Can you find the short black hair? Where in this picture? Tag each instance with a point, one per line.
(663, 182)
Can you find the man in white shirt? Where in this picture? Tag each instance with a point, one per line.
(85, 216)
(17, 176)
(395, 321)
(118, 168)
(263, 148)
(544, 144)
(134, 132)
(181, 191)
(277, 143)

^^^^^^^^^^^^^^^^

#### TASK REQUIREMENTS
The whole of the data is to be copied out word for word.

#### EXERCISE RESPONSE
Can you find the short black hair? Where in this picture? Tag each instance with a point, one per line.
(663, 182)
Can you find the man in white shirt? Where in this picture? Tag each instance with a point, one per line.
(85, 216)
(17, 176)
(395, 321)
(118, 168)
(263, 148)
(544, 144)
(134, 132)
(181, 191)
(277, 143)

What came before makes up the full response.